**Brief 1**. In the records, start at the line containing "Check the image above for the presence of any wooden beam." and stop after the line containing "xmin=0 ymin=165 xmax=198 ymax=207". Put those lines into a Markdown table with the columns Row and Line, numbering each row and omitting blank lines.

**Extract to read**.
It should be possible to add a parallelSort extension method to the List interface that has similar semantics to List.sort but does the sorting in parallel. This would allow ArrayList to do a straightforward in-place sort using Arrays.parallelSort. (It's not entirely clear to me what the default implementation should do. It might still be worth it to do copyout-parallelSort-copyback.) Since this would be an API change, it can't happen until the next major release of Java SE.
As for a Java 8 solution, there are a couple workarounds, none very pretty (as is typical of workarounds). You could create your own array-based List implementation and override sort() to sort in parallel. Or you could subclass ArrayList, override sort(), grab the elementData array via reflection and call parallelSort() on it. Of course you could just write your own List implementation and provide a parallelSort() method, but the advantage of overriding List.sort() is that this works on the plain List interface and you don't have to modify all the code in your code base to use a different List subclass.
I think you are doomed to use a custom List implementation augmented with your own parallelSort or else change all your other code to store the big data in Array types.
This is the inherent problem with layers of abstract data types. They're meant to isolate the programmer from details of implementation. But when the details of implementation matter - as in the case of underlying storage model for sort - the otherwise splendid isolation leaves the programmer helpless.

**Brief 2**. From the thread on parallel List sorting, output the passage that starts at the words "As for a Java" and ends with the words "different List subclass.", copied word for word.

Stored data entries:

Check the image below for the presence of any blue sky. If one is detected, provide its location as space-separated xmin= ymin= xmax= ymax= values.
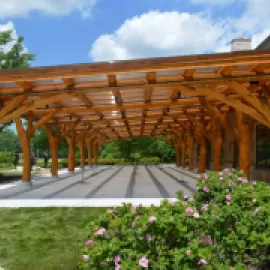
xmin=0 ymin=0 xmax=270 ymax=66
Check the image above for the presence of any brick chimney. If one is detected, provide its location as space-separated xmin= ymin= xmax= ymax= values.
xmin=231 ymin=38 xmax=251 ymax=52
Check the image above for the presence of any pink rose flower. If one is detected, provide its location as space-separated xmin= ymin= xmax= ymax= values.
xmin=198 ymin=259 xmax=207 ymax=265
xmin=83 ymin=255 xmax=89 ymax=262
xmin=185 ymin=207 xmax=193 ymax=215
xmin=133 ymin=205 xmax=140 ymax=211
xmin=139 ymin=257 xmax=148 ymax=268
xmin=170 ymin=201 xmax=175 ymax=206
xmin=96 ymin=228 xmax=106 ymax=235
xmin=202 ymin=204 xmax=209 ymax=212
xmin=113 ymin=255 xmax=121 ymax=266
xmin=145 ymin=234 xmax=151 ymax=241
xmin=229 ymin=180 xmax=233 ymax=186
xmin=203 ymin=187 xmax=209 ymax=193
xmin=148 ymin=216 xmax=157 ymax=223
xmin=85 ymin=240 xmax=94 ymax=247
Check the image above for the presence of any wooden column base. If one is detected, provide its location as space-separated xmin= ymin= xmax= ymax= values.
xmin=175 ymin=144 xmax=181 ymax=167
xmin=15 ymin=118 xmax=31 ymax=184
xmin=198 ymin=139 xmax=207 ymax=173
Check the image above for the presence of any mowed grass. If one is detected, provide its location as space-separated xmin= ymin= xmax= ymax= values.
xmin=0 ymin=208 xmax=105 ymax=270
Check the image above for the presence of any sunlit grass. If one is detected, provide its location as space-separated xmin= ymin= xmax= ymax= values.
xmin=0 ymin=208 xmax=105 ymax=270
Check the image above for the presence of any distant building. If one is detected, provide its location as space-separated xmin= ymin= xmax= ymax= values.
xmin=231 ymin=38 xmax=251 ymax=52
xmin=255 ymin=35 xmax=270 ymax=50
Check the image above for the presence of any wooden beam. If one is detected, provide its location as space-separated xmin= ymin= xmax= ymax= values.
xmin=228 ymin=81 xmax=270 ymax=122
xmin=46 ymin=125 xmax=60 ymax=177
xmin=186 ymin=113 xmax=211 ymax=140
xmin=61 ymin=118 xmax=81 ymax=138
xmin=15 ymin=118 xmax=31 ymax=183
xmin=183 ymin=68 xmax=196 ymax=80
xmin=198 ymin=87 xmax=270 ymax=127
xmin=30 ymin=110 xmax=57 ymax=136
xmin=201 ymin=98 xmax=239 ymax=140
xmin=0 ymin=51 xmax=270 ymax=82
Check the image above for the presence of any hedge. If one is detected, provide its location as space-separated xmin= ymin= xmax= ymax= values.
xmin=78 ymin=169 xmax=270 ymax=270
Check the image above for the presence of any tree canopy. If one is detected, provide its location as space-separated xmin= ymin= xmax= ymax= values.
xmin=100 ymin=137 xmax=175 ymax=163
xmin=0 ymin=30 xmax=35 ymax=131
xmin=0 ymin=128 xmax=21 ymax=152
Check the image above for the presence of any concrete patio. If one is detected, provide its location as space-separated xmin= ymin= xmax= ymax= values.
xmin=0 ymin=165 xmax=198 ymax=207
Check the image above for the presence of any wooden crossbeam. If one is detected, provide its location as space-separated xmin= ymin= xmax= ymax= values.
xmin=201 ymin=98 xmax=240 ymax=140
xmin=192 ymin=87 xmax=270 ymax=126
xmin=30 ymin=110 xmax=57 ymax=136
xmin=261 ymin=84 xmax=270 ymax=108
xmin=183 ymin=68 xmax=196 ymax=80
xmin=228 ymin=81 xmax=270 ymax=125
xmin=217 ymin=66 xmax=236 ymax=76
xmin=182 ymin=110 xmax=211 ymax=140
xmin=61 ymin=118 xmax=81 ymax=138
xmin=16 ymin=81 xmax=35 ymax=92
xmin=0 ymin=94 xmax=27 ymax=120
xmin=0 ymin=94 xmax=67 ymax=124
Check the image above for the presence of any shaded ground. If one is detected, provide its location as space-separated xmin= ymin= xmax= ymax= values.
xmin=0 ymin=208 xmax=105 ymax=270
xmin=0 ymin=166 xmax=197 ymax=199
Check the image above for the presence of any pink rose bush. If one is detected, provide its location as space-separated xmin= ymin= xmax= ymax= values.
xmin=78 ymin=168 xmax=270 ymax=270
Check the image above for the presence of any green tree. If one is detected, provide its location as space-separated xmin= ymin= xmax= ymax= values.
xmin=100 ymin=137 xmax=175 ymax=163
xmin=0 ymin=128 xmax=21 ymax=152
xmin=0 ymin=30 xmax=35 ymax=131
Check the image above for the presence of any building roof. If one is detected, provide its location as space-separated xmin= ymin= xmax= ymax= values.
xmin=256 ymin=35 xmax=270 ymax=50
xmin=0 ymin=50 xmax=270 ymax=140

**Response 1**.
| Row | Line |
|---|---|
| 1 | Check the image above for the presence of any wooden beam. If one is detected, provide its location as space-separated xmin= ymin= xmax= ymax= values. |
| 2 | xmin=228 ymin=81 xmax=270 ymax=122 |
| 3 | xmin=46 ymin=125 xmax=60 ymax=177 |
| 4 | xmin=186 ymin=113 xmax=211 ymax=140 |
| 5 | xmin=61 ymin=118 xmax=81 ymax=138 |
| 6 | xmin=15 ymin=118 xmax=31 ymax=183 |
| 7 | xmin=183 ymin=68 xmax=196 ymax=80 |
| 8 | xmin=198 ymin=87 xmax=270 ymax=127 |
| 9 | xmin=30 ymin=110 xmax=57 ymax=136 |
| 10 | xmin=201 ymin=98 xmax=239 ymax=140 |
| 11 | xmin=0 ymin=51 xmax=270 ymax=82 |
| 12 | Check the image above for the presence of any hedge. If one is detected, provide its location as space-separated xmin= ymin= xmax= ymax= values. |
| 13 | xmin=78 ymin=169 xmax=270 ymax=270 |
| 14 | Check the image above for the presence of any tree canopy. If one is detected, provide its location as space-separated xmin= ymin= xmax= ymax= values. |
| 15 | xmin=100 ymin=137 xmax=175 ymax=163 |
| 16 | xmin=0 ymin=30 xmax=35 ymax=131 |
| 17 | xmin=0 ymin=128 xmax=21 ymax=152 |
| 18 | Check the image above for the presence of any concrete patio. If one is detected, provide its location as space-separated xmin= ymin= xmax= ymax= values. |
| 19 | xmin=0 ymin=165 xmax=198 ymax=207 |

**Response 2**.
As for a Java 8 solution, there are a couple workarounds, none very pretty (as is typical of workarounds). You could create your own array-based List implementation and override sort() to sort in parallel. Or you could subclass ArrayList, override sort(), grab the elementData array via reflection and call parallelSort() on it. Of course you could just write your own List implementation and provide a parallelSort() method, but the advantage of overriding List.sort() is that this works on the plain List interface and you don't have to modify all the code in your code base to use a different List subclass.